A MÉDIA DE QUILOMETRAGEM DIÁRIA tem beirado os 30 quilômetros, mas nesta região teremos que acelerar. As sedes de fazenda, como a que nos abrigou alguns dias atrás, são cada vez mais escassas. As margens do canal são úmidas, enlameadas, com uma vegetação de arranha-gatos muito densa, nada convidativa ao acampamento. Sem contar os mururés, nome regional dado ao aguapé, que surgem como por encanto, fechando o canal e dificultando muito a remada. Num trecho assim, Lobato, um dos remadores, nascido na ilha, sobe no barco de apoio, deita-se na proa e, com um facão, fatia as plantas, abrindo passagem para os caiaques que vêm atrás. Surge outro barco maior, rasgando o caminho. Pegamos o vácuo dele e conseguimos atravessar até a fazenda Santa Elias, depois de quase 50 quilômetros remados. Já era de noite, na hora da sucuri!

No outro dia seguimos por mais furos pelos campos das fazendas – e é aí que mora o perigo. A igualdade das paisagens e a escassez de casas para nos dar informações nos fazem remar mais de 10 quilômetros na cilada. O cansaço, o sol escaldante e a preocupação de estarmos num lugar ermo atiçam os nervos de toda a equipe. Ficamos algumas horas num vai e vem nervoso, até conseguirmos informações com uma canoa. Pegamos o trilho certo e decidimos seguir até Arapixi, a última cidade antes de enfrentarmos o Canal do Sul. Nossa estrada agora é o rio Egito, de águas negras e frias, estreito, pouco ensolarado e muito sinistro. Cenário perfeito para filmes tipo Anaconda ou Piranhas Assassinas.


LANCHE: Pausa para o lanche no canal dos Mocoões

Arapixi parece uma cidade cenográfica. Formada por um ‘quadrado’ de casas de madeira que circundam a igreja, todas cuidadosamente pintadas, reformadas e suspensas, é rodeada por plantações de açaí e palmeiras buriti. Permaneceremos ali um dia inteiro, no aguardo da melhor maré. À noite, ao conversar com os pescadores, decidimos sair de madrugada e eles mais uma vez expõem um sorriso que mistura sarcasmo e nervosismo, nitidamente nos achando loucos de cruzar o canal com esses ‘casquinhos’.

Nos precavemos com quatro rádios espalhados pela equipe e tentamos formar um V invertido, para que todos possam se ver e se policiar. De longe, parece que estamos entrando numa panela em ebulição. A maré forma ondas enormes. A tentativa lógica de seguir beirando a margem e tentar cortar reto o canal vai literalmente por água abaixo quando o caiaque duplo vira. Eles conseguem desvirar, mas ficam completamente alagados. Com arriscadas manobras, resgatamos o casal e o caiaque, que está trincado e sem diversos acessórios. Com uma sensatez frustrante, abortamos a travessia, já que outro remador deslocou o ombro direito. As lanchas do hotel nos resgatam na margem da foz do rio Egito.

(O que fazer):
[A] Segundo o relato da expedição de caiaque, qual é o nome regional dado ao aguapé?
[B] Escreva uma continuação para o relato da expedição de caiaque, começando logo após a sua última frase.
Os itens abaixo provêm de outra fonte.

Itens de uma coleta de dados

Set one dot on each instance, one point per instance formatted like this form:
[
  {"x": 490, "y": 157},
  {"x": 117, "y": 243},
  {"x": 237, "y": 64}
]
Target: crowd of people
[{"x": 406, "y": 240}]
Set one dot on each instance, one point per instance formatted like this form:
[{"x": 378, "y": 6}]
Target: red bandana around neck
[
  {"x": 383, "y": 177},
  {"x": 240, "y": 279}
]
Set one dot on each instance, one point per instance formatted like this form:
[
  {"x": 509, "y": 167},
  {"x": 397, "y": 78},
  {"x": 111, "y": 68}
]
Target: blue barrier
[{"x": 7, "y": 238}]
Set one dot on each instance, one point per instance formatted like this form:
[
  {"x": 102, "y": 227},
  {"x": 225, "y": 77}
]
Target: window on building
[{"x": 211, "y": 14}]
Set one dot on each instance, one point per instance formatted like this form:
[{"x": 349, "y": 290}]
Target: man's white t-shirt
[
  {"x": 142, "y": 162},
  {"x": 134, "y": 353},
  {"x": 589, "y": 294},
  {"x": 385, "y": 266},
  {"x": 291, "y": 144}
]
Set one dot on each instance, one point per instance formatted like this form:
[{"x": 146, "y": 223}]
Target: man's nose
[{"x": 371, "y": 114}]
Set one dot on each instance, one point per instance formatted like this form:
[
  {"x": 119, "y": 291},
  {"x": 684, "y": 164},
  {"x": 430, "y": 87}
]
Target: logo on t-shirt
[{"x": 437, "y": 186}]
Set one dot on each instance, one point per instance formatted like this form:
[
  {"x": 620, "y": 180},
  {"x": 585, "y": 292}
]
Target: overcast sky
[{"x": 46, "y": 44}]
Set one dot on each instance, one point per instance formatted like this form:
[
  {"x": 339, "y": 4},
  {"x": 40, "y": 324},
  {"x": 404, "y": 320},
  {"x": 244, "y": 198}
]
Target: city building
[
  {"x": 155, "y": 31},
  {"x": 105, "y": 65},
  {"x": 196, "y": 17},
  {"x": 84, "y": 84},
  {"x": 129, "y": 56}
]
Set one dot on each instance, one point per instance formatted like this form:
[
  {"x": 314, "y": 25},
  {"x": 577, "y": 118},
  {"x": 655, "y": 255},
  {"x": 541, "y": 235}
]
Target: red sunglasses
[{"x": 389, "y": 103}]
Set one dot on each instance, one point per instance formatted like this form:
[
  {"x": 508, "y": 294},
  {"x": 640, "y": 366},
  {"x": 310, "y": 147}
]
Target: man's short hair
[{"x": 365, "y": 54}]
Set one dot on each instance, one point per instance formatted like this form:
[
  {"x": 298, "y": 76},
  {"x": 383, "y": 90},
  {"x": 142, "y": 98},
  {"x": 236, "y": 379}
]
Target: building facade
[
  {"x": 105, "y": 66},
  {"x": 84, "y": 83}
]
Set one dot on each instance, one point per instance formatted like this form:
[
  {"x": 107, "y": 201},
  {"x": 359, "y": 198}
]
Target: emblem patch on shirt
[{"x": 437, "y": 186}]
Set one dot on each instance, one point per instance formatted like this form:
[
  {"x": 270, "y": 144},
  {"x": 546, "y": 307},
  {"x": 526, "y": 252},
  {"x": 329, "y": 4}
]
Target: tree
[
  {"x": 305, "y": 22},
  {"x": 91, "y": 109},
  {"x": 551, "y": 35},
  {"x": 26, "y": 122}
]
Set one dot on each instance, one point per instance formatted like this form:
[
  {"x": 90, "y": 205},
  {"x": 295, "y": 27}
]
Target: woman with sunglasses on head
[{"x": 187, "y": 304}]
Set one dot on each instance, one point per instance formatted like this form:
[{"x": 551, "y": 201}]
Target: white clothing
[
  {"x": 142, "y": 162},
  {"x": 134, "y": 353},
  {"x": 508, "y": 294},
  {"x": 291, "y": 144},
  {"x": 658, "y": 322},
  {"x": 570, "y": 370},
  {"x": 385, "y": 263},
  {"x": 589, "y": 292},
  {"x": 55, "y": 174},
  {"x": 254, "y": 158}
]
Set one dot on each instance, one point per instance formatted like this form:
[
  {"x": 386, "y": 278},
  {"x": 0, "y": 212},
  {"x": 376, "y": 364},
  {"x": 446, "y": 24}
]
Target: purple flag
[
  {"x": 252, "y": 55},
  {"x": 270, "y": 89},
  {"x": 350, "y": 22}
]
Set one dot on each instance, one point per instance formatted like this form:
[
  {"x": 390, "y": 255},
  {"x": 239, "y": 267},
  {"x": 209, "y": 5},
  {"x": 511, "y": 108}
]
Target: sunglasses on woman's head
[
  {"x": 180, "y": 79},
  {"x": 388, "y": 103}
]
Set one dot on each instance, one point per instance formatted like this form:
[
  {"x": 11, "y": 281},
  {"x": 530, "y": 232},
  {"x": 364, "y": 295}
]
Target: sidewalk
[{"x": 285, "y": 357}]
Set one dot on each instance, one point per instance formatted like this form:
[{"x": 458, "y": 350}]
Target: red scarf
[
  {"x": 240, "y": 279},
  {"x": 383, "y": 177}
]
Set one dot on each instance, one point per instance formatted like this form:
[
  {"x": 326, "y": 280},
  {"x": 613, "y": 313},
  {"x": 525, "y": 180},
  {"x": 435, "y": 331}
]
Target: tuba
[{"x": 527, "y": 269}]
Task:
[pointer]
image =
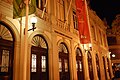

(Respostas dadas):
[A] Mururé.

[B]
A saída foi entrar na ilha Mexiana pelo rio Jacaré, maravilhosamente intacto. Casais de araras vermelhas cortam o céu, e a vegetação densa da margem volta a ter árvores altas e imponentes. Remamos por mais 7 quilômetros até o próximo hotel, que nos dá todo o apoio logístico, alimentício e etílico – um oásis depois de tantos dias de adrenalina e cansaço.

No 11º dia a expedição está fragmentada. Três remadores voltam para Belém de avião monomotor. Os teimosos restantes seguem até o Marco Zero – travessia com direito a mais campos alagados, búfalos folgados, revoadas de marrecos selvagens e jacarés pacíficos. Nem o dia nublado é capaz de diminuir a emoção ao ver o GPS marcar 0000000 em suas coordenadas, ainda mais sabendo que a noite será regada à culinária marajoara, com pirarucu fresco, saladas e, de quebra, um açaí recém tirado, amassado e misturado com farinha. Depois do jantar, horas de conversa fiada e momentos relembrados. Afinal, não sabendo que era impossível, viemos e fizemos a viagem, mesmo com estes ‘casquinhos’!

Agradecimentos: Marajó Park Resort, Hotel Regente, prefeitura de Cachoeira do Arari, prefeitura de Santa Cruz do Arari, prefeitura de Arapixi, Paratur, Movimento Orla Livre, Eko e SEEL


(Reportagem publicada originalmente na Go Outside de agosto de 2006)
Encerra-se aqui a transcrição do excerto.